### [SELECTED EXTRACT]
_____

But that isn’t just hyperbole, either; if you take The King’s most dominant modern era championship season of 1975, his final 10 races produced four wins, a second, a third, and finishes of 16th, 22nd, 28th, and 35th. So couldn’t the same thing wind up happening to Johnson? According to much of the stories surrounding the NASCAR Banking 500 … apparently not. They all started out the same: “Jimmie Johnson will one day be in the NASCAR Hall of Fame …” Yes, he likely will. After tying Buck Baker for 13th on the all-time wins list with 46 victories Saturday night, the question that remains is will it be as a four-time consecutive champion or a three-time consecutive champion?
So can we all stop with the adulation for a second? In reality, it is a bit premature to consider the 2009 title a lock. There are two big potential landmines coming up – both tracks where Johnson has won before (including six of the last seven at Martinsville), but also tracks that really don’t care who you are or what you have done in the past. The close confines of Martinsville Speedway produce tight-quarters racing and brake abuse that borders on the inhumane.

_____

### [PROBLEM 1]
Duplicate the part of the Jimmie Johnson column starting with "But that isn’t" and going on through "three-time consecutive champion?".
### [PROBLEM 2]
Answer these questions using the Jimmie Johnson column.
(a) Which championship season of The King's does the column call his most dominant of the modern era?
(b) Whom did Johnson tie for 13th on the all-time wins list, and with how many victories?
(c) How many of the last seven races at Martinsville has Johnson won?

### [STUDY MATERIAL]
_____

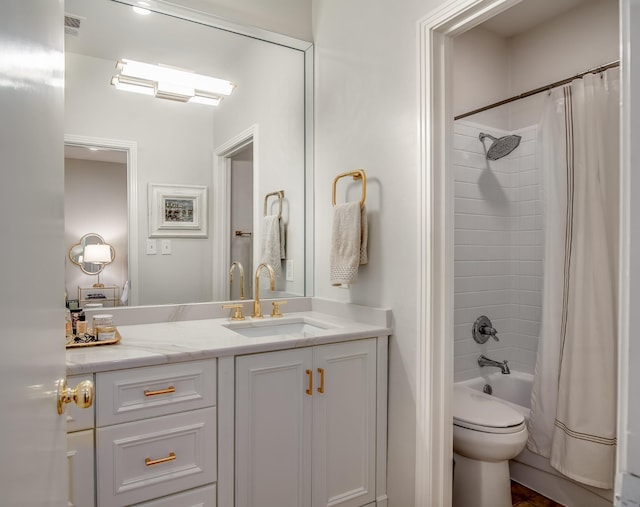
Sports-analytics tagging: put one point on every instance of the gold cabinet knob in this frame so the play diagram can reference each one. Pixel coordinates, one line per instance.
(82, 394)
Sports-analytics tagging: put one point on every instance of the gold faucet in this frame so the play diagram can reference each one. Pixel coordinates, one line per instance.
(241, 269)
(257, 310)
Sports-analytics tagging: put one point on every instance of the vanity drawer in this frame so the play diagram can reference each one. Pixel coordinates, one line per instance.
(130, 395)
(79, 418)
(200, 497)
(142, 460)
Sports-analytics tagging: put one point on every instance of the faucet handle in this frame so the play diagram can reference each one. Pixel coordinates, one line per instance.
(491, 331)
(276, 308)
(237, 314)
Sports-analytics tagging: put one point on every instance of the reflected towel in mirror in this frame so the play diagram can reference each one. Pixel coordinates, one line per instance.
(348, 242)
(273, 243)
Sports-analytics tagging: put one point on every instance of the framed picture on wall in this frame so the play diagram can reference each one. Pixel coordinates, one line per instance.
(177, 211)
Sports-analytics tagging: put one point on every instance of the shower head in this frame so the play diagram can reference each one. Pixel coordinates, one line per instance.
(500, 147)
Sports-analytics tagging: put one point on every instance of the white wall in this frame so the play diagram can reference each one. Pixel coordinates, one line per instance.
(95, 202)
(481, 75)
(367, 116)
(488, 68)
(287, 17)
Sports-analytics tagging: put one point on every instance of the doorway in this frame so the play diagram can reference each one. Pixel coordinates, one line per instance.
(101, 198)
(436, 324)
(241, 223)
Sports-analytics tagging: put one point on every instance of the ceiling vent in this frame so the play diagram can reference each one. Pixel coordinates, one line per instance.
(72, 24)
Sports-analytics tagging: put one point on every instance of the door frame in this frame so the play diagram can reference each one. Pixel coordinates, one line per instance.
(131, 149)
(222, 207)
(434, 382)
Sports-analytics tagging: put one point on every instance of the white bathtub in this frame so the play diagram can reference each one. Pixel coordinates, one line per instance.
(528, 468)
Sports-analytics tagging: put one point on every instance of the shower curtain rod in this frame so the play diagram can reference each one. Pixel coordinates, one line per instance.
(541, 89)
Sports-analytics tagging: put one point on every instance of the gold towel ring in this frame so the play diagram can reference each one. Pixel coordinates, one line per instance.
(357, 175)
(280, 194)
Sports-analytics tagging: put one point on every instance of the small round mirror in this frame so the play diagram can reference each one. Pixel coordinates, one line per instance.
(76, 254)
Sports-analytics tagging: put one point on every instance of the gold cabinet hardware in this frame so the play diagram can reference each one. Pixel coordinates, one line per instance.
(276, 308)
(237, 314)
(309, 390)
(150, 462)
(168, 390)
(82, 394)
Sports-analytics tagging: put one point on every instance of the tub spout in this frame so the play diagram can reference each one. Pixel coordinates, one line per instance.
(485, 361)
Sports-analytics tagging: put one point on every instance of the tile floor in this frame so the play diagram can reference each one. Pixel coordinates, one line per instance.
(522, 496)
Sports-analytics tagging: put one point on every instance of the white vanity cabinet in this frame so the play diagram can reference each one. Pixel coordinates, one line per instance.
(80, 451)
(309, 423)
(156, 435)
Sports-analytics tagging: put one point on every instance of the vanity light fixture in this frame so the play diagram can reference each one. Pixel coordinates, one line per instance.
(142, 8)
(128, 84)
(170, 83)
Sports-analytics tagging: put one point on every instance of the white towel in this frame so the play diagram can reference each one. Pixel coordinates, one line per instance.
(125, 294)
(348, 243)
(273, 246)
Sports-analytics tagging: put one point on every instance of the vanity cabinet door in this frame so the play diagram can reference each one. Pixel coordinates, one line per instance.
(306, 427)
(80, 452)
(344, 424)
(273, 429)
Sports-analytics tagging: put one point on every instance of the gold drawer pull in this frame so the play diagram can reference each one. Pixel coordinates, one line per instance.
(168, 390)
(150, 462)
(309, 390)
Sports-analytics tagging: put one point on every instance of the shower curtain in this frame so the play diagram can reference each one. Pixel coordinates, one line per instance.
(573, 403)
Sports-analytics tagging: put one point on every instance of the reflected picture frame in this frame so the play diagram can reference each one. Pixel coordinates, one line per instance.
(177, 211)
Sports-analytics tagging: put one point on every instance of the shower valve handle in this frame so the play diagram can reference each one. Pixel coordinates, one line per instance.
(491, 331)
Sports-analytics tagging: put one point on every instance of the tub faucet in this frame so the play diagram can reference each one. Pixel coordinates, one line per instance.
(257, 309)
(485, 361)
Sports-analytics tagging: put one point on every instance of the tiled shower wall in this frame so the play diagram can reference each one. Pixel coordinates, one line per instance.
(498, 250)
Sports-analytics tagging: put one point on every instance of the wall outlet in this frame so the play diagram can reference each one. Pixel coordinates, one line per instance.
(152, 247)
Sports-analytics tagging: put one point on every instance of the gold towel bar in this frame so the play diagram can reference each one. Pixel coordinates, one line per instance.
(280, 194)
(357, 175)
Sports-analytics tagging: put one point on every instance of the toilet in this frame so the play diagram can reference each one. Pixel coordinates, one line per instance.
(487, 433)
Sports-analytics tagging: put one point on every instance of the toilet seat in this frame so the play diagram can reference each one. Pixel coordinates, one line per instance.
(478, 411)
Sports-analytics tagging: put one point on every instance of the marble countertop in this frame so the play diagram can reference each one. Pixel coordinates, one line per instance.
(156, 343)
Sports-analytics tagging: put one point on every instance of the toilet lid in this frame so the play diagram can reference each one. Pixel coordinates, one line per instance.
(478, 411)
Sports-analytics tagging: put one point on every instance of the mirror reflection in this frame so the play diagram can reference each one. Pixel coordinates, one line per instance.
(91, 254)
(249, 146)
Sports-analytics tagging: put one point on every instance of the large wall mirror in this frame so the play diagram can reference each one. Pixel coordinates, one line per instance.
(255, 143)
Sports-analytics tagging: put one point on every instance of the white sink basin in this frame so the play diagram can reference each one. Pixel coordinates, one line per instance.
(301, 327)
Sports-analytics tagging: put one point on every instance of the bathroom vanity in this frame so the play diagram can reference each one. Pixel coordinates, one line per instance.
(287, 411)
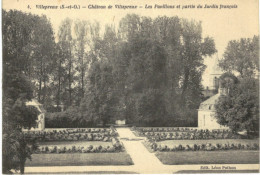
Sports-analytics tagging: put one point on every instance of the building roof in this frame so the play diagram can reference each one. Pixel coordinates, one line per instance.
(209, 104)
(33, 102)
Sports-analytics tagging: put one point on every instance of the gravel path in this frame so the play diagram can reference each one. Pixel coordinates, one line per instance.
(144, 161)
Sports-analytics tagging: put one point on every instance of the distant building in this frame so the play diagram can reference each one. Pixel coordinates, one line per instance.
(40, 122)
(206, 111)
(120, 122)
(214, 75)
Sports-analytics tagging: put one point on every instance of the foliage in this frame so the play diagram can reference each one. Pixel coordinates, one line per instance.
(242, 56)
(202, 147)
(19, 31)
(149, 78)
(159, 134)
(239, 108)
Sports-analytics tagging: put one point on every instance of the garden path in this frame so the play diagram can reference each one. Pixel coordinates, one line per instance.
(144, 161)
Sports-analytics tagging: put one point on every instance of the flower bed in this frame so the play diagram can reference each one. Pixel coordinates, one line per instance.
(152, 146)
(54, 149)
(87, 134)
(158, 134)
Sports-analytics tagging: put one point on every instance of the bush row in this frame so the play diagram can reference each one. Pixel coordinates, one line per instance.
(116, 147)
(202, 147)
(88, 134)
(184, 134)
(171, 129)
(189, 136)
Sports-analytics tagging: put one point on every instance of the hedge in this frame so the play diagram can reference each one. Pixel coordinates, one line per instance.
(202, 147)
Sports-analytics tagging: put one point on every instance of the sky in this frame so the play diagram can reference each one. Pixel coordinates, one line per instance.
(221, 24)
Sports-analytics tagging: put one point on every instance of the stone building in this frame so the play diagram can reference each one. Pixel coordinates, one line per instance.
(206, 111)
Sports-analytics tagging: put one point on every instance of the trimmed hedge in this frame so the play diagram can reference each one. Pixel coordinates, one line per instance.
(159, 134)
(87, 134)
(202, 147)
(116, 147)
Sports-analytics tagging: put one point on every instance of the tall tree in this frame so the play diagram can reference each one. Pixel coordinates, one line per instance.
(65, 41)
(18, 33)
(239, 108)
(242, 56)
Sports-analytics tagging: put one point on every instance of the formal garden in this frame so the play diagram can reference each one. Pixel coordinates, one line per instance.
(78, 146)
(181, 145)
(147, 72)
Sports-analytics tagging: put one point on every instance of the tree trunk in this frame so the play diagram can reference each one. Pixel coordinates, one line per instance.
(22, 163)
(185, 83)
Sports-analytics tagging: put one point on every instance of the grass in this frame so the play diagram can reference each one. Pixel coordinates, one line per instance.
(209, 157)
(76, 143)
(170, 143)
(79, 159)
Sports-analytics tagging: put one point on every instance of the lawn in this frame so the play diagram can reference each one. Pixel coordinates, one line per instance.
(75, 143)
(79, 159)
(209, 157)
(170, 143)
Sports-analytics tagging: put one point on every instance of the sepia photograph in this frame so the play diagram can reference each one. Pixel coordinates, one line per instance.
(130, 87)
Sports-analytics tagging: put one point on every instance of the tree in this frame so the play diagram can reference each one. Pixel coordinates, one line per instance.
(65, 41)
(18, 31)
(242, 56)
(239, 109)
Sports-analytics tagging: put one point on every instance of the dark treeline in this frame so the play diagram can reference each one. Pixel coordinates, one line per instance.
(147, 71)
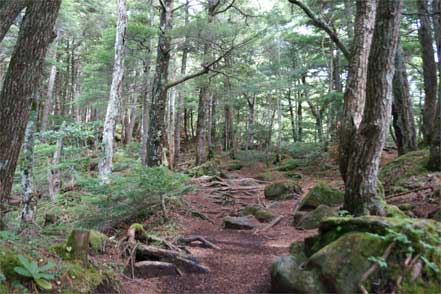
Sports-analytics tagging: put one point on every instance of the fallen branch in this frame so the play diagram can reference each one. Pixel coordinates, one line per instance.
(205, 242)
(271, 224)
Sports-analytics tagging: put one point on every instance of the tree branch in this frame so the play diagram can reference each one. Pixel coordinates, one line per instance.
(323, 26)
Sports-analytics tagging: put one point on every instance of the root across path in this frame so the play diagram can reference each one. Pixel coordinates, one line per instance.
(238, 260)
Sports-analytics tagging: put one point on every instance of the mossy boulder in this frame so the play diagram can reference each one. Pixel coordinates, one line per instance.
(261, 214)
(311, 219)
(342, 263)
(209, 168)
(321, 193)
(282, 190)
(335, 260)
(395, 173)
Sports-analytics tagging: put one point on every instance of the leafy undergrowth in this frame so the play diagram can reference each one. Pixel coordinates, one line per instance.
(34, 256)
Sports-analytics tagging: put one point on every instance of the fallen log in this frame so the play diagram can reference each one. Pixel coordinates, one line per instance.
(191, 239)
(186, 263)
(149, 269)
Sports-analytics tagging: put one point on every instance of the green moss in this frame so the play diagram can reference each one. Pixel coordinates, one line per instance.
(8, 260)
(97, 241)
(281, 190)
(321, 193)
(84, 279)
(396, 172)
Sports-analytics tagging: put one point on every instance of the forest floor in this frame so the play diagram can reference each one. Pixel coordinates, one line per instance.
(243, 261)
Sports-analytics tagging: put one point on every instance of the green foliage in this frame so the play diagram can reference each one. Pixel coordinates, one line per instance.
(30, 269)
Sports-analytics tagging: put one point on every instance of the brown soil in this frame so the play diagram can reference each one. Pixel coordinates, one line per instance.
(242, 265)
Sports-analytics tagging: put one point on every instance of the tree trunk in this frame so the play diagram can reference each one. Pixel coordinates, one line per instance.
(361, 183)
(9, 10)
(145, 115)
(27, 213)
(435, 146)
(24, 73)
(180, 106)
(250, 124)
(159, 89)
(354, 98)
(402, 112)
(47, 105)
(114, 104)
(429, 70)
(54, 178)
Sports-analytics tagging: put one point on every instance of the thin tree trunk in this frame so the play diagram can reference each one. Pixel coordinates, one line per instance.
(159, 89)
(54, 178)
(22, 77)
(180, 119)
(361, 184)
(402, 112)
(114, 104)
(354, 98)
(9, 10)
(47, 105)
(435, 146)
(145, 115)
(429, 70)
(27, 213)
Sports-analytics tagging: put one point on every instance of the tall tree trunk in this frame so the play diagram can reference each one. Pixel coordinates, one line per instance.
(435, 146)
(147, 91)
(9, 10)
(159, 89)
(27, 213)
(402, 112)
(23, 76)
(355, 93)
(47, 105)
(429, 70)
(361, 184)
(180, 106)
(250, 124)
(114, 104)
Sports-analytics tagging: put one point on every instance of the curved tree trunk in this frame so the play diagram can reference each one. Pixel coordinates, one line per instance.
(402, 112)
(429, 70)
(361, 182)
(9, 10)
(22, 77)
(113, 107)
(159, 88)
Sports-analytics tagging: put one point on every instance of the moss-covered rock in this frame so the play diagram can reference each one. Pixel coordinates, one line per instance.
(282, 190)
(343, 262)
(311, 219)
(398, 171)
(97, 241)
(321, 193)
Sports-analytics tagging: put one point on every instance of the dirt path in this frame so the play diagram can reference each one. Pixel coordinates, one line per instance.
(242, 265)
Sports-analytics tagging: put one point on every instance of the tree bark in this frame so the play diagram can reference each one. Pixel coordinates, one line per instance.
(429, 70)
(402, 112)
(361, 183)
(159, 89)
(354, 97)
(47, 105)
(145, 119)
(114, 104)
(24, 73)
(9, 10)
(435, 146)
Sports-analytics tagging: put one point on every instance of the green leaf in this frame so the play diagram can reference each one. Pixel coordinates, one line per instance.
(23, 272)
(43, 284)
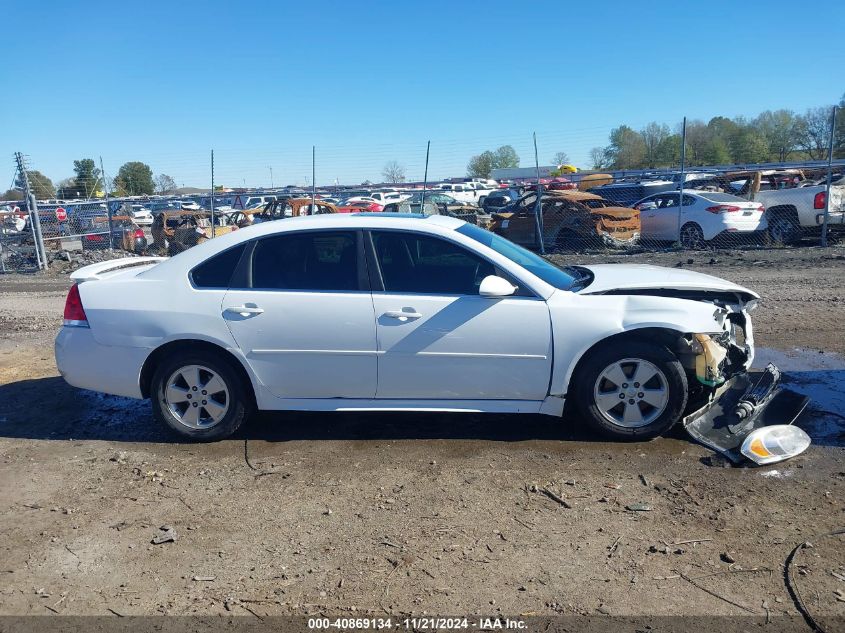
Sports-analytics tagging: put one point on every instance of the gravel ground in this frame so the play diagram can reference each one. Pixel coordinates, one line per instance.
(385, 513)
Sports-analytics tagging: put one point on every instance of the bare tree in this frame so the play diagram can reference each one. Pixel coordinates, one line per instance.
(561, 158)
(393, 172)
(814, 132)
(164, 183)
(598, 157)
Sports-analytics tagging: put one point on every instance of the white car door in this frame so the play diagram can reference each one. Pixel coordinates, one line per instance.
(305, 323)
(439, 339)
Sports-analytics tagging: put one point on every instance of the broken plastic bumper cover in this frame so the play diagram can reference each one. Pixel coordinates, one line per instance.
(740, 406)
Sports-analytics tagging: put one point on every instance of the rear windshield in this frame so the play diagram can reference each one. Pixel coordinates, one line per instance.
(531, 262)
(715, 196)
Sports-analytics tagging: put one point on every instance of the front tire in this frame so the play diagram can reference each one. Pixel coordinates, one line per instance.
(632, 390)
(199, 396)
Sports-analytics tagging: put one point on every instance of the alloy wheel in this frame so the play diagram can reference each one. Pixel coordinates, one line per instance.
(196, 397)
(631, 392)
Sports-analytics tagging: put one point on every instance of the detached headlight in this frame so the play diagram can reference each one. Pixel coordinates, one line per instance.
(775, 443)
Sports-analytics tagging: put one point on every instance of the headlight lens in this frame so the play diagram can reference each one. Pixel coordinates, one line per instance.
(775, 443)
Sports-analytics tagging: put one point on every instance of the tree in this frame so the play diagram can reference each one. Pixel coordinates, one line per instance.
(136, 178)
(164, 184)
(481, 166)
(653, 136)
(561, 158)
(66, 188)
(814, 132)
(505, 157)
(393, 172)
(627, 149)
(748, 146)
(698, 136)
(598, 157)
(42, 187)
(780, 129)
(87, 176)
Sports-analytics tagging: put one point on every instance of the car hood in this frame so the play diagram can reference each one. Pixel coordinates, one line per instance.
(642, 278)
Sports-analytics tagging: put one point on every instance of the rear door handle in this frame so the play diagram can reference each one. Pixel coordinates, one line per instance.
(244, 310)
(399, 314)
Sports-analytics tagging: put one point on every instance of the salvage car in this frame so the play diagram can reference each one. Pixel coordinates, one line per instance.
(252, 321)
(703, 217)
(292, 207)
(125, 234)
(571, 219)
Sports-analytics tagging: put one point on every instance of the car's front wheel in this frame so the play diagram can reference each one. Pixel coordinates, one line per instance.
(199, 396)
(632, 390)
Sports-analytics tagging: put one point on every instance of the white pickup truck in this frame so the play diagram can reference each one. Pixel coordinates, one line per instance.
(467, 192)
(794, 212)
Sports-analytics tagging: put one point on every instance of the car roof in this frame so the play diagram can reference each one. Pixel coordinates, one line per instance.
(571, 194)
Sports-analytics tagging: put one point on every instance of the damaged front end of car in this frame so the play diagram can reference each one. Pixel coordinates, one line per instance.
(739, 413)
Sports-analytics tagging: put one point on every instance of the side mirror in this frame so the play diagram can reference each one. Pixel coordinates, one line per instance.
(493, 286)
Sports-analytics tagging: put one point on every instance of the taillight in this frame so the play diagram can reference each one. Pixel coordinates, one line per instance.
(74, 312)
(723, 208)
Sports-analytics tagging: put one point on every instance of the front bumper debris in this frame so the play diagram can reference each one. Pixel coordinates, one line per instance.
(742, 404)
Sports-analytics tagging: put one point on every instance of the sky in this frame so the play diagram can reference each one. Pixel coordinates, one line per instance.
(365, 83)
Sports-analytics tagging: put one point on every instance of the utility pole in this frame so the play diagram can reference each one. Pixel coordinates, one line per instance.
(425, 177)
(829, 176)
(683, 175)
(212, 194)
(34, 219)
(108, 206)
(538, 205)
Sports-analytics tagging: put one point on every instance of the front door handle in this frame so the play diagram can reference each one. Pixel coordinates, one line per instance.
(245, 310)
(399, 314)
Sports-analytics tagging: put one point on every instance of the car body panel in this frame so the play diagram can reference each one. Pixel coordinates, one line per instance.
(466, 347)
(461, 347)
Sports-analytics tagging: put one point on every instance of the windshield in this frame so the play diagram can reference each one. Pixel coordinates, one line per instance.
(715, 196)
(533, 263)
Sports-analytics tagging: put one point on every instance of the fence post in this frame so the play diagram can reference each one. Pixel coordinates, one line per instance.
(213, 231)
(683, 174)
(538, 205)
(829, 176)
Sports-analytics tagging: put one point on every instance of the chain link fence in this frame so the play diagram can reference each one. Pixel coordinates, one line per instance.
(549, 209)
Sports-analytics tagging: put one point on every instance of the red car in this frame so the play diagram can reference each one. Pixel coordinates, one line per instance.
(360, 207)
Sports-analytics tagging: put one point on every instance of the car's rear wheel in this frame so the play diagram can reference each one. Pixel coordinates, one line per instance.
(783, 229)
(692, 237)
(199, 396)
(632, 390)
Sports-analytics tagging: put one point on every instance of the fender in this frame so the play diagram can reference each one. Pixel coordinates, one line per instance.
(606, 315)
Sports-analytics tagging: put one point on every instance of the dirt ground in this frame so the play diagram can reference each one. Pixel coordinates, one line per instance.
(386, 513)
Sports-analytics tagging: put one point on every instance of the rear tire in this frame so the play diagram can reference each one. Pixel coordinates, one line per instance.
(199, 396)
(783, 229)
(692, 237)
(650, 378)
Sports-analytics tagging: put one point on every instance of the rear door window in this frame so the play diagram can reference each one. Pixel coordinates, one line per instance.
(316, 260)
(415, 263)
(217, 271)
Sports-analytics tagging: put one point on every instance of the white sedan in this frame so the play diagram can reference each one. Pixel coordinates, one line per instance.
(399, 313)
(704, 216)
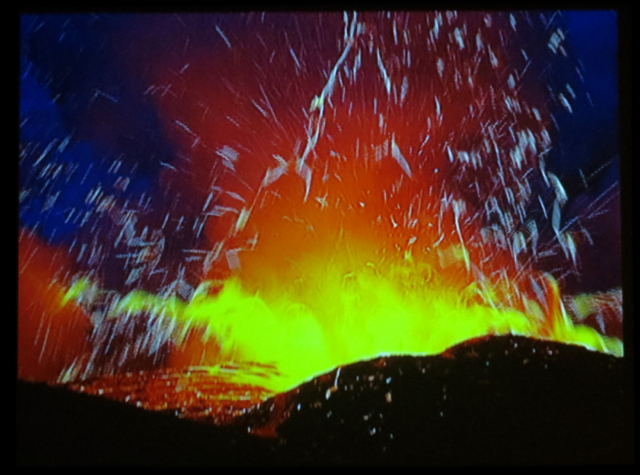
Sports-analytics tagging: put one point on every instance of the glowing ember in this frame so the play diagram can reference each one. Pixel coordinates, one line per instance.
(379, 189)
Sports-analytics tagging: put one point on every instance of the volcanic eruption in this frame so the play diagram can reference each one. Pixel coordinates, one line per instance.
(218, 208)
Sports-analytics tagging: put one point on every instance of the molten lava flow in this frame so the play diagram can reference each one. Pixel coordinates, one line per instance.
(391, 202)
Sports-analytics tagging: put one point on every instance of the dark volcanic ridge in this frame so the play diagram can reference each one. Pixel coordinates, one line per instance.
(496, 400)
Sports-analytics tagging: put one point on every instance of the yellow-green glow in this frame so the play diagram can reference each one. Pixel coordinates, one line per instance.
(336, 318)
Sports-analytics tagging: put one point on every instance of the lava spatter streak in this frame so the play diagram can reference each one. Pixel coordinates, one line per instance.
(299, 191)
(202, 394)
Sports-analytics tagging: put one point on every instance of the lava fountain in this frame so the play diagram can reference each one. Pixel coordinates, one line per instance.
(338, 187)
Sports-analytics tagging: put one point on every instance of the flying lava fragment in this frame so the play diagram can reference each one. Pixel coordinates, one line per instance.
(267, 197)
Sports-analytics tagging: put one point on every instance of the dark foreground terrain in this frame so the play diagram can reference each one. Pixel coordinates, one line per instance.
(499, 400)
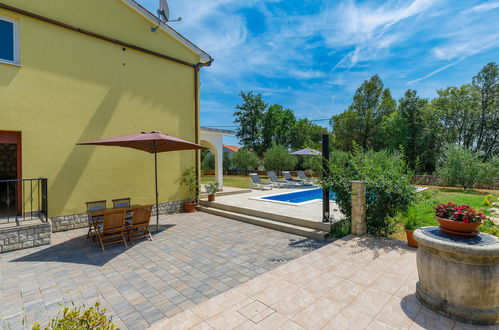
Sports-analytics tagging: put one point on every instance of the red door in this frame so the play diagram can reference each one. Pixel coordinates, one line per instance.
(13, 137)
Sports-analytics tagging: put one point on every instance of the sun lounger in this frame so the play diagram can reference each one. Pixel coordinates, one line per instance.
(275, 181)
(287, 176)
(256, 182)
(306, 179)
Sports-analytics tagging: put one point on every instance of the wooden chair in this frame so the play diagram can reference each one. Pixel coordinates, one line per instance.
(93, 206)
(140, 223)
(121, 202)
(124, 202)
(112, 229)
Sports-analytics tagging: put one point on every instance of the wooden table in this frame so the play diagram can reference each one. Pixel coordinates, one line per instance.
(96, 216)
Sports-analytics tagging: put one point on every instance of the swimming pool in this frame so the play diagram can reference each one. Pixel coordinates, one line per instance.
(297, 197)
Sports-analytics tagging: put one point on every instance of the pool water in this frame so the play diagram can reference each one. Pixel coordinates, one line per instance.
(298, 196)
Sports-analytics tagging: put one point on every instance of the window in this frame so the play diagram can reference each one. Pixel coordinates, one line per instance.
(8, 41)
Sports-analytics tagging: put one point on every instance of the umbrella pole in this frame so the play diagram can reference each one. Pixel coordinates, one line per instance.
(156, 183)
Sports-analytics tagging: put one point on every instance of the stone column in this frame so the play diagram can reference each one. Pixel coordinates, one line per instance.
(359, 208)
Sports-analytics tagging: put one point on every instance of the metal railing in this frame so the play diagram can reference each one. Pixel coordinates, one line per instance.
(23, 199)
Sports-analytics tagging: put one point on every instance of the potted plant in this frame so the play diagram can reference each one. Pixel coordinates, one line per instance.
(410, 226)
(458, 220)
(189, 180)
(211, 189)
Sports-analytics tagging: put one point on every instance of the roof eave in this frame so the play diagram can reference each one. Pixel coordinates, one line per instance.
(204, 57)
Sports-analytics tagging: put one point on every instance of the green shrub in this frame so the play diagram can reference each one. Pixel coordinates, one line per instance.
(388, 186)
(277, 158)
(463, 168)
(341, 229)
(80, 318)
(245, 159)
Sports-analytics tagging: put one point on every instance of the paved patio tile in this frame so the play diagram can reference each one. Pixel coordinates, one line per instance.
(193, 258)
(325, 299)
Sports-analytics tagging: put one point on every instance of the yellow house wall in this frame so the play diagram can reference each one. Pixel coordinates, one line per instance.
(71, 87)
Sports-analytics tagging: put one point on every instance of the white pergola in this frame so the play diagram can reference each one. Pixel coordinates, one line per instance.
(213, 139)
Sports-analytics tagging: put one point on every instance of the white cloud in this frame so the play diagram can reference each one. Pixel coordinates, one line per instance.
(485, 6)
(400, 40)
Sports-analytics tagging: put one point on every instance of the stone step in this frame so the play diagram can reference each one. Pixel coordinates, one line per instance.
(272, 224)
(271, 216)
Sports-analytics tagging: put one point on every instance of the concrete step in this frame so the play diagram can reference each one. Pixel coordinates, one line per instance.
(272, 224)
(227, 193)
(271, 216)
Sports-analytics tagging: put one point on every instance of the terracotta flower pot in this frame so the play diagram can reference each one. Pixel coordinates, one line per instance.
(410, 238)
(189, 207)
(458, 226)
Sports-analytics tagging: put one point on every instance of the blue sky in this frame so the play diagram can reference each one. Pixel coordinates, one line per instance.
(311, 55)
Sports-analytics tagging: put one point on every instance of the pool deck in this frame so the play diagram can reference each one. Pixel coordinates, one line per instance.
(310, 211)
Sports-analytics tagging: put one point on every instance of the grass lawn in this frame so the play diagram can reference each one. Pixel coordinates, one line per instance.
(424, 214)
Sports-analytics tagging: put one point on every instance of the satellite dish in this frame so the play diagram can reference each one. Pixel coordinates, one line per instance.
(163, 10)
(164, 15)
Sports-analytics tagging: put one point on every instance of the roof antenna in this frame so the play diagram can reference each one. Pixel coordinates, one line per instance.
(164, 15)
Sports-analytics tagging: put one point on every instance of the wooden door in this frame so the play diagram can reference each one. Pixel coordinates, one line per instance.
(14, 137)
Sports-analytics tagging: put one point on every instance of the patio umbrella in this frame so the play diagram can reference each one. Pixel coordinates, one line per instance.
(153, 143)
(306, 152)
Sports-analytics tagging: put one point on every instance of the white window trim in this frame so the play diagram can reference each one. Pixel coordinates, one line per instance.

_____

### [WRITTEN REPLY 1]
But that isn’t just hyperbole, either; if you take The King’s most dominant modern era championship season of 1975, his final 10 races produced four wins, a second, a third, and finishes of 16th, 22nd, 28th, and 35th. So couldn’t the same thing wind up happening to Johnson? According to much of the stories surrounding the NASCAR Banking 500 … apparently not. They all started out the same: “Jimmie Johnson will one day be in the NASCAR Hall of Fame …” Yes, he likely will. After tying Buck Baker for 13th on the all-time wins list with 46 victories Saturday night, the question that remains is will it be as a four-time consecutive champion or a three-time consecutive champion?

### [WRITTEN REPLY 2]
(a) 1975
(b) Buck Baker, with 46 victories
(c) Six